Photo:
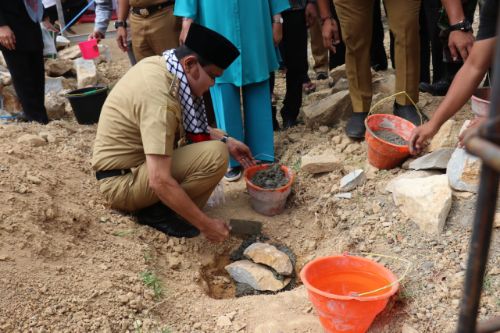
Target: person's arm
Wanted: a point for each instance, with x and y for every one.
(173, 195)
(121, 32)
(463, 86)
(330, 30)
(103, 11)
(459, 42)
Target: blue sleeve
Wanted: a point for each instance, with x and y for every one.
(186, 8)
(278, 6)
(103, 11)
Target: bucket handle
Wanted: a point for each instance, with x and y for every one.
(409, 264)
(385, 99)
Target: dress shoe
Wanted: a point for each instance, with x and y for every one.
(164, 219)
(410, 113)
(439, 88)
(355, 127)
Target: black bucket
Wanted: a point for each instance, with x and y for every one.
(87, 103)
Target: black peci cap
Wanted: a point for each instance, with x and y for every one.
(211, 46)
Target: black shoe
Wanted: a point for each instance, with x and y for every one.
(164, 219)
(355, 128)
(409, 113)
(439, 88)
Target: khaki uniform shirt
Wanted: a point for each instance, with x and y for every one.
(141, 116)
(145, 3)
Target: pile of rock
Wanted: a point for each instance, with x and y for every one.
(67, 72)
(265, 269)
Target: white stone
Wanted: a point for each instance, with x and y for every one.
(325, 162)
(32, 140)
(328, 110)
(86, 72)
(463, 171)
(262, 253)
(435, 160)
(446, 137)
(255, 275)
(390, 187)
(426, 201)
(352, 180)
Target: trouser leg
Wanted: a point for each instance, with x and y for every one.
(403, 19)
(227, 108)
(259, 134)
(356, 23)
(28, 77)
(198, 168)
(294, 51)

YOUR OBJECTIVE: Retype the data above as given, letting no picture into the copy.

ANSWER TO THIS EXERCISE:
Photo:
Target: person's arm
Wanted: a point for each instance, with x and y for every one.
(173, 195)
(121, 32)
(463, 86)
(330, 30)
(103, 11)
(459, 42)
Target: blue sleeve
Wanted: a point for each instance, with x and y for every one.
(186, 8)
(278, 6)
(103, 11)
Target: bucket handle
Wanted: a point for each instance, with x and y for every one.
(409, 264)
(385, 99)
Target: dress shoe
Wanted: a point for each instance, with x and y for every one.
(164, 219)
(410, 113)
(439, 88)
(355, 127)
Target: black bucket
Wanted: a point for each instance, with x and y for every one.
(87, 103)
Target: black peci cap
Wanted: a point for each instance, with x and y for every one.
(211, 46)
Target: black shoe
Wanted: a point for each instance, with x and y for every one.
(164, 219)
(355, 128)
(409, 113)
(439, 88)
Target: khaki uniform shirt
Wanted: a point for each instance, with x and y for every one.
(141, 116)
(145, 3)
Target: pile of rock
Wanted: a point for each instance, with x and y for every one.
(67, 72)
(265, 269)
Target: white stone
Wanted: a point for each instance, with x and y for every one.
(325, 162)
(32, 140)
(328, 110)
(86, 72)
(463, 171)
(262, 253)
(435, 160)
(446, 137)
(255, 275)
(390, 187)
(426, 201)
(352, 180)
Target: trouser leg
Wanted: a point for each instance, with x and y for every one.
(403, 19)
(227, 108)
(259, 134)
(356, 23)
(28, 77)
(198, 168)
(294, 51)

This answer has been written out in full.